- What you need to do: Give back, unchanged, each line from the one containing "Mark the shirt" through the last line of the entries below.

[Records from a data source]
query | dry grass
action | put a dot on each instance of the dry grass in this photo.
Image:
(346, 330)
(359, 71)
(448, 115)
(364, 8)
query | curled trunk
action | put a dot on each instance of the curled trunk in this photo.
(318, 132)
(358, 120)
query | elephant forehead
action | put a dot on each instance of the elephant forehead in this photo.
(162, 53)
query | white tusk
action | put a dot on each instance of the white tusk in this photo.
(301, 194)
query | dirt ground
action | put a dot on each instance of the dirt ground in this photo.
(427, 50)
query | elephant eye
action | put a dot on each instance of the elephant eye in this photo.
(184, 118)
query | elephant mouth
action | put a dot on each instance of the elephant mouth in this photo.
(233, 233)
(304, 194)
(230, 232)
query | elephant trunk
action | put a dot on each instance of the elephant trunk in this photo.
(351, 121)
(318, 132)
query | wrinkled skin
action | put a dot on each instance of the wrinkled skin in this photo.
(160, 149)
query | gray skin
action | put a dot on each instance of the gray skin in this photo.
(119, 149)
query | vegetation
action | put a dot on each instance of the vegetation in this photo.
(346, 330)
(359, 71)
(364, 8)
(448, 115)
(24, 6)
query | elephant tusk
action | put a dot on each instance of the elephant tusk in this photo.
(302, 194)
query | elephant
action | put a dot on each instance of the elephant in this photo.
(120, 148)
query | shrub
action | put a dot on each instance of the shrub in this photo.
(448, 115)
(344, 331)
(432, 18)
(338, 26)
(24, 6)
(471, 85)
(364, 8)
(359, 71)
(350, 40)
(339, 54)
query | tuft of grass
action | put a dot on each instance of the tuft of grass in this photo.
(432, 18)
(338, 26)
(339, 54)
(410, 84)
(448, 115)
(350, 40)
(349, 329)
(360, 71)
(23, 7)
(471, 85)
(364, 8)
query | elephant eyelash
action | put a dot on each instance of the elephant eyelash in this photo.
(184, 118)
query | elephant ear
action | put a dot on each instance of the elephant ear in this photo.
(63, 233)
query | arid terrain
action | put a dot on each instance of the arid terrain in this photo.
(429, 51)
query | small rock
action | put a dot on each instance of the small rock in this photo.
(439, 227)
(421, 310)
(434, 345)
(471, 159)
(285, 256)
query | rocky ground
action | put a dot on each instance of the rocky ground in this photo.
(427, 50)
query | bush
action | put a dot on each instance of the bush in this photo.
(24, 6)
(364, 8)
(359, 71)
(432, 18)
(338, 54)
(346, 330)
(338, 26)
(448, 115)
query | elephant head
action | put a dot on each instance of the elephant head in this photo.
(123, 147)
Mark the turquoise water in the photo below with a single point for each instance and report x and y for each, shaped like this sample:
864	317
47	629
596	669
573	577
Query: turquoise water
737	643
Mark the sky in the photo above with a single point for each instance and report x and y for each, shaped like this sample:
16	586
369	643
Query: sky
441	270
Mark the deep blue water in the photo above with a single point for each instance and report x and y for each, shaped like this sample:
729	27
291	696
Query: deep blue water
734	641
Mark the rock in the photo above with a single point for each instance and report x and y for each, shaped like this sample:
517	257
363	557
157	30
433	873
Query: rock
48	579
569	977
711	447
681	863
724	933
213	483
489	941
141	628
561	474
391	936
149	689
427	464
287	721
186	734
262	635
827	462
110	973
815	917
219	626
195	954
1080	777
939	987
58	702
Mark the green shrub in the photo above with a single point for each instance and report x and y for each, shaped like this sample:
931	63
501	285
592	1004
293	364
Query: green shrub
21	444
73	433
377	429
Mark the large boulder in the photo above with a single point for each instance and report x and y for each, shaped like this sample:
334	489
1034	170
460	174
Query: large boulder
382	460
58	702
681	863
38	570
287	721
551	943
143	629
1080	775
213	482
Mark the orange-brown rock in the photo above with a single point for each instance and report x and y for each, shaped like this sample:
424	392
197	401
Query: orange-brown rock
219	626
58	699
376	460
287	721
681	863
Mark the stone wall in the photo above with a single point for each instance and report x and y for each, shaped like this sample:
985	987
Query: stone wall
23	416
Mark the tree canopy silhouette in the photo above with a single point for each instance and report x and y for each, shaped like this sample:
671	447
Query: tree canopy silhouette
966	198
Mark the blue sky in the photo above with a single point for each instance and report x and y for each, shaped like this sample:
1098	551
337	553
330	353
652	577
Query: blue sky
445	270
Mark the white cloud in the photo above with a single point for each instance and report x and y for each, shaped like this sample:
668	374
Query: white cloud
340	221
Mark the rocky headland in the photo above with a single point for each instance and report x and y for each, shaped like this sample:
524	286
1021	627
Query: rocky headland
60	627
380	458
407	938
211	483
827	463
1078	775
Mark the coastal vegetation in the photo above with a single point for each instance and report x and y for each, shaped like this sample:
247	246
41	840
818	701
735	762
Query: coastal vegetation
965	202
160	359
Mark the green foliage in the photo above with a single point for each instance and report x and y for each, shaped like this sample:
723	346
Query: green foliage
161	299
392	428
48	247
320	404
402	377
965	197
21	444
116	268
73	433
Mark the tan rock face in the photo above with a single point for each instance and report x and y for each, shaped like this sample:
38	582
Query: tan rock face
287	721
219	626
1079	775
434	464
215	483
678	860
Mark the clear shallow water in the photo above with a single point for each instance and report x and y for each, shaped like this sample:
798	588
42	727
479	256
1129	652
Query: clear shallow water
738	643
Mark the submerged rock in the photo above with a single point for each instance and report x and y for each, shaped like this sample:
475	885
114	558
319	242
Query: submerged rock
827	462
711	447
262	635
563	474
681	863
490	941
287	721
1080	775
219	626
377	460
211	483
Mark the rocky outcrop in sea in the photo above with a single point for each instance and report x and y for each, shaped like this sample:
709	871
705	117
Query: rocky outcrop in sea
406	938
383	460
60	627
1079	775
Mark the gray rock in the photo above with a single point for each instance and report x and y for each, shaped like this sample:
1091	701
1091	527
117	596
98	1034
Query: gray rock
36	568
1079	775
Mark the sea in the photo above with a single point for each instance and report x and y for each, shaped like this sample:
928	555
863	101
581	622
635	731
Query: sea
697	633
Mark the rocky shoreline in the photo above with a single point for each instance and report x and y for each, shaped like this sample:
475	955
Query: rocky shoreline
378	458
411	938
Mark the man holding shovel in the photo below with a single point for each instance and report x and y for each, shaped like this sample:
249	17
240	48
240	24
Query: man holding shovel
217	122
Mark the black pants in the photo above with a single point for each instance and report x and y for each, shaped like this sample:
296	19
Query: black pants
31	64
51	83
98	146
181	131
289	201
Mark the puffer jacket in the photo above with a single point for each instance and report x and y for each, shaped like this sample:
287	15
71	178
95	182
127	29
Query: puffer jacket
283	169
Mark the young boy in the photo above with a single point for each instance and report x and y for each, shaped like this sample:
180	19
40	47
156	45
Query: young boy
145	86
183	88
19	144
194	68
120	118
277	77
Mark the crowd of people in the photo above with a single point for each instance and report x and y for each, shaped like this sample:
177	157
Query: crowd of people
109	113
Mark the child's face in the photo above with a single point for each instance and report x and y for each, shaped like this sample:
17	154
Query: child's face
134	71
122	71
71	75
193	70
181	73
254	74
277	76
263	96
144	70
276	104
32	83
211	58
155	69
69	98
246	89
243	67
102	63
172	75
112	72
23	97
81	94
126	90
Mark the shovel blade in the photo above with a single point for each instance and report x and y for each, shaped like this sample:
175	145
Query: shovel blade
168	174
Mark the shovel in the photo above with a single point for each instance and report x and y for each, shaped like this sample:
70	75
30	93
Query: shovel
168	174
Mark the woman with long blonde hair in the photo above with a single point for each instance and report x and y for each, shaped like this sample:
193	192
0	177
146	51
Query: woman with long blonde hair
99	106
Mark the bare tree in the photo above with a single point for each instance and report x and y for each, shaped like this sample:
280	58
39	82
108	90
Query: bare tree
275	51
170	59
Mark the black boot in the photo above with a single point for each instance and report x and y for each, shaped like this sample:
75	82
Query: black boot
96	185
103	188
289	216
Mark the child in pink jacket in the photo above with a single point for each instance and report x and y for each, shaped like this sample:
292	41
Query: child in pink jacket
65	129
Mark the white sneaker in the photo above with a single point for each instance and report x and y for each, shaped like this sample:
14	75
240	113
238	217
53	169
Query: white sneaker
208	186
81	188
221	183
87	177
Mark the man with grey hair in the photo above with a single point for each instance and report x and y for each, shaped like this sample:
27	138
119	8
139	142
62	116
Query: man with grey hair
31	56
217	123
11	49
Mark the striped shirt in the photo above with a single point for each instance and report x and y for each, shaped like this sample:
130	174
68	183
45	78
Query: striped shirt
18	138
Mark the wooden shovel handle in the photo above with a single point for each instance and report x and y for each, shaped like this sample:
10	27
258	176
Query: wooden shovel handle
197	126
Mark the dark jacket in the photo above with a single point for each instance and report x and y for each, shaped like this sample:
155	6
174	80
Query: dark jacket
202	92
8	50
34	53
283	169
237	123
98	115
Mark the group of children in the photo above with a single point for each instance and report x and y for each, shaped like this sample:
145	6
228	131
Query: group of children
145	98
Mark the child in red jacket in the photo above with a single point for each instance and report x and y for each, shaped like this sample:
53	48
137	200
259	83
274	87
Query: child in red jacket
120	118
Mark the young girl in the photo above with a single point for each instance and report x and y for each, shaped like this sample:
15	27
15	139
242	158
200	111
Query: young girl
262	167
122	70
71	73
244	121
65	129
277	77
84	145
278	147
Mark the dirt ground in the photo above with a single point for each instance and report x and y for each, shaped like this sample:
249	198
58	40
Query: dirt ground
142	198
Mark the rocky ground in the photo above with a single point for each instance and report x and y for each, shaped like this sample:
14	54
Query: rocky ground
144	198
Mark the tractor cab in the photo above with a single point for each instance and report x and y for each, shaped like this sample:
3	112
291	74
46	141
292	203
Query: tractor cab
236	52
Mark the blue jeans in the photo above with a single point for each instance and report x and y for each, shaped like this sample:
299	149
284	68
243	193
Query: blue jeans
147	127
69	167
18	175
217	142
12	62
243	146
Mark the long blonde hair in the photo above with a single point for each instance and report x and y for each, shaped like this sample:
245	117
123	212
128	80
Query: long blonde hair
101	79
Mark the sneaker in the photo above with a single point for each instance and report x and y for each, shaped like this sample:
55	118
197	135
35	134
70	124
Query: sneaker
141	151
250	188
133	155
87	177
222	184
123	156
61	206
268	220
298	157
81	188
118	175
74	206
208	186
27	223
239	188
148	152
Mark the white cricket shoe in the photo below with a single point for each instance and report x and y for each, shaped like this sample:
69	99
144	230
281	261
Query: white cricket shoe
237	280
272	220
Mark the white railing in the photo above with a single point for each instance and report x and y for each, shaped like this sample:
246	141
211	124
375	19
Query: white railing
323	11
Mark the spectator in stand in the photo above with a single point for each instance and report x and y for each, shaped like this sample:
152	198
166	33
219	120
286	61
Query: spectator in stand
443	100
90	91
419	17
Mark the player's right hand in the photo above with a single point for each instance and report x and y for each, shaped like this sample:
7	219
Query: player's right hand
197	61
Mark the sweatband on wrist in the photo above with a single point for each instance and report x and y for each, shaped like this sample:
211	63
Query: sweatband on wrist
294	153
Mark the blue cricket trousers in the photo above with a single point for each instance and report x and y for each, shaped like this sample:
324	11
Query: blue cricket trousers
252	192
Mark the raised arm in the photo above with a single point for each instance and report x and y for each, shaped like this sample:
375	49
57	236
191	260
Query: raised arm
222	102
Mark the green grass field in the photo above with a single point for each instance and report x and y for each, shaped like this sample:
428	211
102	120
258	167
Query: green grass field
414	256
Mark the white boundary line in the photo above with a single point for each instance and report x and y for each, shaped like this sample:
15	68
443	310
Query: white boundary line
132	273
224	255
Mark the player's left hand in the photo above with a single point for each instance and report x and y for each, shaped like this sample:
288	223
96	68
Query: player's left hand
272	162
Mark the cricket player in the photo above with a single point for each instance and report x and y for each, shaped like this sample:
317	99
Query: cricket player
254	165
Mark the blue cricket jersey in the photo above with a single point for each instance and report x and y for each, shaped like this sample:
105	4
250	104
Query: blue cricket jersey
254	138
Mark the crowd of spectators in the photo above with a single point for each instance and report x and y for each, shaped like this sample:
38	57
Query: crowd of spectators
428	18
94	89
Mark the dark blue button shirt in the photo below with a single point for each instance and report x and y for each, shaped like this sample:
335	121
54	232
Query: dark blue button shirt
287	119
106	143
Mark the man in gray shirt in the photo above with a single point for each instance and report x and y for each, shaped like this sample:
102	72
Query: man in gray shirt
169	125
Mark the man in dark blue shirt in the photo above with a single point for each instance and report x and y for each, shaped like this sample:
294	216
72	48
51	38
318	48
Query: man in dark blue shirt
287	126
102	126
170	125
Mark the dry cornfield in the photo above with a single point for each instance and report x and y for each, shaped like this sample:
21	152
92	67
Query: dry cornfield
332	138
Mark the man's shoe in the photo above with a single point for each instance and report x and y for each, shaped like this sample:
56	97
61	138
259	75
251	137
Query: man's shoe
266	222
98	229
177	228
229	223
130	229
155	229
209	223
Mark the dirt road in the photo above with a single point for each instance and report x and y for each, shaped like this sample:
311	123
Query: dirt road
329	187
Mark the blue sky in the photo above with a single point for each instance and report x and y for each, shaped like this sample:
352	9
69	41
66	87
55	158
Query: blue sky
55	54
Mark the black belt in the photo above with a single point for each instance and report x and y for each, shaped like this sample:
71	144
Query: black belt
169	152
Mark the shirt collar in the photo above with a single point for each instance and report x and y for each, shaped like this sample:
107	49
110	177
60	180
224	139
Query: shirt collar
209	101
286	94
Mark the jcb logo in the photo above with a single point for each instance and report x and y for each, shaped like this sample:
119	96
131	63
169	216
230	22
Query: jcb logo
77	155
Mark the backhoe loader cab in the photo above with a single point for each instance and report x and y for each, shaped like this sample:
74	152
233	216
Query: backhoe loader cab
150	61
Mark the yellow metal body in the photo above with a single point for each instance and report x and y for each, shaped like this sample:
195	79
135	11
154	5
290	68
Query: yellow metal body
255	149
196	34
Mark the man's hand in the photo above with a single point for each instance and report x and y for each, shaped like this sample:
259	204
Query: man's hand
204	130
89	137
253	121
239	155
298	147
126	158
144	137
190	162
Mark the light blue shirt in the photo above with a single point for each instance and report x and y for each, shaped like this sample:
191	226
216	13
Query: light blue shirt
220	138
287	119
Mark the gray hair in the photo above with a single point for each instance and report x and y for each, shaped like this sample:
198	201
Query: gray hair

- Exercise answer:
Mark the shirt collar in the photo above with a single point for each instance and report x and y for each, shaped like this sample:
107	49
110	177
60	180
224	139
Query: shirt collar
209	101
286	94
Mark the jcb logo in the photo above with a single point for each instance and report x and y for each, shaped like this sample:
119	96
131	63
169	216
230	22
Query: jcb logo
77	155
Mark the backhoe loader cab in the photo above with a single point for each instance and report x and y for each, shaped like this sample:
74	152
233	216
Query: backhoe loader cab
150	61
Mark the yellow metal body in the photo above with a single point for each instance and report x and y for each, shaped like this sample:
195	79
135	11
154	5
290	68
Query: yellow metal body
255	149
196	34
Mark the man's hand in the photo above with a single point for each instance and report x and y for each, shaped like this sample:
259	204
Query: man's hand
204	130
89	137
253	121
239	155
298	147
126	158
144	137
190	162
Mark the light blue shirt in the photo above with a single point for each instance and report x and y for each, shaped like this sample:
191	226
216	13
Query: light blue shirt
220	138
287	119
Mark the gray hair in the photo above with a single point for each instance and report x and y for each, shaped like this sample:
198	201
Query: gray hair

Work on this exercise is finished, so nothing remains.